DESCRIPTION OF THE TASK: Reproduce the lines from the one holding "For practice, label the sandy" to the end of the entries. Include both ends and change nothing.

----- AVAILABLE DATA

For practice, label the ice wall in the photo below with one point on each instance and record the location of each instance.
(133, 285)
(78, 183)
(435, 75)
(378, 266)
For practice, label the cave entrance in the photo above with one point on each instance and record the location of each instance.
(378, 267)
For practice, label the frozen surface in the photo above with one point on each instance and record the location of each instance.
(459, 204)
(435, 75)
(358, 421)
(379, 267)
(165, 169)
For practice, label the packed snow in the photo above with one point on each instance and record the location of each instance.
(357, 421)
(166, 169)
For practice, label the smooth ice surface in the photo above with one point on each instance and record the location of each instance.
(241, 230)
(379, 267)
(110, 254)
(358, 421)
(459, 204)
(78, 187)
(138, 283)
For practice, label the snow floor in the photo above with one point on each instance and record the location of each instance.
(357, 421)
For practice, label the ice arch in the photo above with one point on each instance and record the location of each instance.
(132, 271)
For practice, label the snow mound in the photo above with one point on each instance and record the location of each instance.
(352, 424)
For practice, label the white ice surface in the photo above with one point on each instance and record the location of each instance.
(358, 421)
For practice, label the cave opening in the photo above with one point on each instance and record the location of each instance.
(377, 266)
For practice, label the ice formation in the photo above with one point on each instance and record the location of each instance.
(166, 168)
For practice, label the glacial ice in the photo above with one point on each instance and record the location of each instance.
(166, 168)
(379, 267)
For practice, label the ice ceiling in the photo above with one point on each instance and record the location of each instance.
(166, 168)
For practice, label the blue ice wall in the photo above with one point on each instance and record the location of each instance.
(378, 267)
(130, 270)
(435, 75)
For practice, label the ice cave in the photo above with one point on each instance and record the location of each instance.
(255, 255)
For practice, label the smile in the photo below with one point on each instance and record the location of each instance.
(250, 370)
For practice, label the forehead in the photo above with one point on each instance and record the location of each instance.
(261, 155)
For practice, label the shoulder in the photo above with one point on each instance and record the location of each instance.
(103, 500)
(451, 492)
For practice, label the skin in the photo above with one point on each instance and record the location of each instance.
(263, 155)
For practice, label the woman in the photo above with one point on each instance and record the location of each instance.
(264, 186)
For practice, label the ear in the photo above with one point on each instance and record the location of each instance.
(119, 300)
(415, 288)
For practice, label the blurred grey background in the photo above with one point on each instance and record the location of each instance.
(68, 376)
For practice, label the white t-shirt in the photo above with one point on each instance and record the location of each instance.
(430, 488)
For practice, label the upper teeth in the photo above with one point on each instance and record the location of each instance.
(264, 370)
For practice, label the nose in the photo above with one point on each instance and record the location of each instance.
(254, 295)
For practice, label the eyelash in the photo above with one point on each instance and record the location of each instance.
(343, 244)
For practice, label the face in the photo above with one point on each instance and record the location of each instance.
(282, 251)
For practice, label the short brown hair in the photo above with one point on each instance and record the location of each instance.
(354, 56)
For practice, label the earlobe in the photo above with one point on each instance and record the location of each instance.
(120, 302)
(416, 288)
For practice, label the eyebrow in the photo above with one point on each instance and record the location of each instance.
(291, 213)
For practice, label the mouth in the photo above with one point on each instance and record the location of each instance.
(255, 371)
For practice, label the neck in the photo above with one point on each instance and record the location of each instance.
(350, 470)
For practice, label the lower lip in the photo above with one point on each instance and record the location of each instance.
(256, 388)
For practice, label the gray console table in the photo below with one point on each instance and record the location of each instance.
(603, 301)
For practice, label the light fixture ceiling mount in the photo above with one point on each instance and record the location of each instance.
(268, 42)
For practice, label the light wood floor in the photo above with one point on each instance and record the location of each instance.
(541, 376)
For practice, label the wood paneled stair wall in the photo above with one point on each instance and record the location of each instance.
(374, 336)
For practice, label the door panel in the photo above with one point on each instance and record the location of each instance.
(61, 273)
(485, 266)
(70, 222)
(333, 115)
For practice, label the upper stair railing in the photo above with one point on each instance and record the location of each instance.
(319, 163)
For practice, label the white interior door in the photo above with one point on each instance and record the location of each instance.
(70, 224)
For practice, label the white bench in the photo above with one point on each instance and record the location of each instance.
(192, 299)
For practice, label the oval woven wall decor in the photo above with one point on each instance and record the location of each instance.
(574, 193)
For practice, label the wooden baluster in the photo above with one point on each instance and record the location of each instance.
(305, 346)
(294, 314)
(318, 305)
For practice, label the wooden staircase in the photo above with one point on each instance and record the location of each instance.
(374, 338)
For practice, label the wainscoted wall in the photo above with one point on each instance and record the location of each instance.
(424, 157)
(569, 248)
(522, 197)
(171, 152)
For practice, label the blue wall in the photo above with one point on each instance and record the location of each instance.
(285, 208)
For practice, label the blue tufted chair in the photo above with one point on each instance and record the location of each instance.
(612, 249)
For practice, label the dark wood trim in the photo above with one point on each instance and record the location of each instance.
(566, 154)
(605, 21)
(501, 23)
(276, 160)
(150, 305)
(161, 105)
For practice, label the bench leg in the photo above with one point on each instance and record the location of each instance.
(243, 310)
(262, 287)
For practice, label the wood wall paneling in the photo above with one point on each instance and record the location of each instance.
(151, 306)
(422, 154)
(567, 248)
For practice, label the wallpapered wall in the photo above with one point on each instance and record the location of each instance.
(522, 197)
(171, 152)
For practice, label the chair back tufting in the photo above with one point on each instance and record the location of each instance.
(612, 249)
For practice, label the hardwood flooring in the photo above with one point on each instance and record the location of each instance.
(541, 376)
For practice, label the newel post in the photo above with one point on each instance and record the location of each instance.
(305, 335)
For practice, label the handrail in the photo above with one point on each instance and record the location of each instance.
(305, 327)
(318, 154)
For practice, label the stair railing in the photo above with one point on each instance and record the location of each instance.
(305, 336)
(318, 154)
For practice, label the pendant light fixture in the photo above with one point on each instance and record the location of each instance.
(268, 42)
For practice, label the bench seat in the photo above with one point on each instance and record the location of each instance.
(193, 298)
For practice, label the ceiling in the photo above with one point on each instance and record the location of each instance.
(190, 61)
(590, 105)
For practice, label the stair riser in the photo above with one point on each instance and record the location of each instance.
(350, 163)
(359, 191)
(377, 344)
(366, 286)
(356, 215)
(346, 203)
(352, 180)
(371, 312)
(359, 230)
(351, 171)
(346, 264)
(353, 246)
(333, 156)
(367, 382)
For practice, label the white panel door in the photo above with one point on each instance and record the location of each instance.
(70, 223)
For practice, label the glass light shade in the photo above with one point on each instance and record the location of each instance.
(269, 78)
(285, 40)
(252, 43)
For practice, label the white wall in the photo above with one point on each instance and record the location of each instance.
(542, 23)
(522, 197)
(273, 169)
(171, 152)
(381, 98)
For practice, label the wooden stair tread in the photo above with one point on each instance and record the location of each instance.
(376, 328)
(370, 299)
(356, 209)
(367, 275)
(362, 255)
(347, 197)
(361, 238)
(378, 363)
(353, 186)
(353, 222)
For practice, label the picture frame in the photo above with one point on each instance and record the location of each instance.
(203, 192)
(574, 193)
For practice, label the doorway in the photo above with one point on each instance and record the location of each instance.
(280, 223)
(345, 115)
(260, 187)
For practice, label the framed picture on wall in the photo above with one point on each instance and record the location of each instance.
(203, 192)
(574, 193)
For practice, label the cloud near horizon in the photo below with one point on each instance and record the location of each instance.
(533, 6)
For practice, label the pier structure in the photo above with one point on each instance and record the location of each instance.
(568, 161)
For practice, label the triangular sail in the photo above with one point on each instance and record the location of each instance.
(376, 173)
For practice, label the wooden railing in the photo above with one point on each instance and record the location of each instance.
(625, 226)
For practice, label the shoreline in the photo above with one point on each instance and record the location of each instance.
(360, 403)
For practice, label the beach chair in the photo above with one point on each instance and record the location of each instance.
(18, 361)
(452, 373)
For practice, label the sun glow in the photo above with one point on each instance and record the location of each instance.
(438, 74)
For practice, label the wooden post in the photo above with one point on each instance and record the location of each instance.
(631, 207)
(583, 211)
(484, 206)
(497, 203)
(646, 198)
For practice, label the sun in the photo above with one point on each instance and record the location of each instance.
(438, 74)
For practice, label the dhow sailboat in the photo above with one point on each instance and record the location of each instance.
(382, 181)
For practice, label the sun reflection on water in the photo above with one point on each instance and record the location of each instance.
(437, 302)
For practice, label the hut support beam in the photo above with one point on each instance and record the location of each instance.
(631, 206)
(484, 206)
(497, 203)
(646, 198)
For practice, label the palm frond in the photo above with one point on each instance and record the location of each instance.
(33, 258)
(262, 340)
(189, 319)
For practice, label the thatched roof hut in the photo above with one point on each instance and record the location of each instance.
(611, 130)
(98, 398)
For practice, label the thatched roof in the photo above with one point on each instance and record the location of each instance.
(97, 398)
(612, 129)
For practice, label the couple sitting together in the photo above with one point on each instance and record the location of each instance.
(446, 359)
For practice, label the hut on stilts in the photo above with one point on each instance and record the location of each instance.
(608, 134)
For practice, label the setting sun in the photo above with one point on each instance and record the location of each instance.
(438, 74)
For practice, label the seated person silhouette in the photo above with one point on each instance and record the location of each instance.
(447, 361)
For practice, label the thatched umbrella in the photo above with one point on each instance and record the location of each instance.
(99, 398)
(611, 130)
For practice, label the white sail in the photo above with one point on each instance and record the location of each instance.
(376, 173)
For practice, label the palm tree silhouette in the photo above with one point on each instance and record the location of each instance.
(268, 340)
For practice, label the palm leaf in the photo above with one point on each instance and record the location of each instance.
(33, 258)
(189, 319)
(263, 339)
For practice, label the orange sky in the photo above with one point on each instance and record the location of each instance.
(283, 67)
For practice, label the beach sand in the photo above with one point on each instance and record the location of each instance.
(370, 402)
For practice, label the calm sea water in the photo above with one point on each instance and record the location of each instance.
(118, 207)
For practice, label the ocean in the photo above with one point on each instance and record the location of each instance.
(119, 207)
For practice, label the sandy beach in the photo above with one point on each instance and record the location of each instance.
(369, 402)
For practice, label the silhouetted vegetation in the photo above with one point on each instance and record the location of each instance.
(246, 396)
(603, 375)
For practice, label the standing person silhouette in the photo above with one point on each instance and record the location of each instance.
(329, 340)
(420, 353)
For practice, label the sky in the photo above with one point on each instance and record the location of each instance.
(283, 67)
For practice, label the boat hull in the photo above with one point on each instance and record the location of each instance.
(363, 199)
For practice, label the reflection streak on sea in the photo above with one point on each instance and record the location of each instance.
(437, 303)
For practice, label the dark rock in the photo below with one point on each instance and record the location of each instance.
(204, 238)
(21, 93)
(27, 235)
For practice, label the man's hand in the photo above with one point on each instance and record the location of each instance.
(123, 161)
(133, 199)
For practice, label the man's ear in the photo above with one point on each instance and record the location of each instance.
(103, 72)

----------

SOLUTION FOR THIS TASK:
For practice, label the sandy beach in the photo above with one point on each instance and record the location of each instance.
(369, 402)
For practice, label the silhouetted vegetation in the photo above with one point on each instance and record the location of each instance.
(246, 396)
(603, 375)
For practice, label the standing person silhouette in the photo above with one point on each instance and record the location of each instance.
(329, 340)
(420, 353)
For practice, label the sky in the photo above with one point on each instance and record the location of each instance.
(283, 67)
For practice, label the boat hull in the photo above with one point on each instance and record the location of each instance.
(363, 199)
For practice, label the reflection streak on sea in the photo above with one point on each instance and record the location of each instance.
(437, 303)
For practice, label the dark rock in the photo below with one point on each instance and record the location of each instance.
(204, 238)
(21, 93)
(27, 235)
For practice, label the man's hand in the photo above with one point on each instance and record the location of each instance.
(123, 161)
(133, 199)
For practice, label the man's ear in the photo above with one point on each instance and record the location of each instance.
(103, 72)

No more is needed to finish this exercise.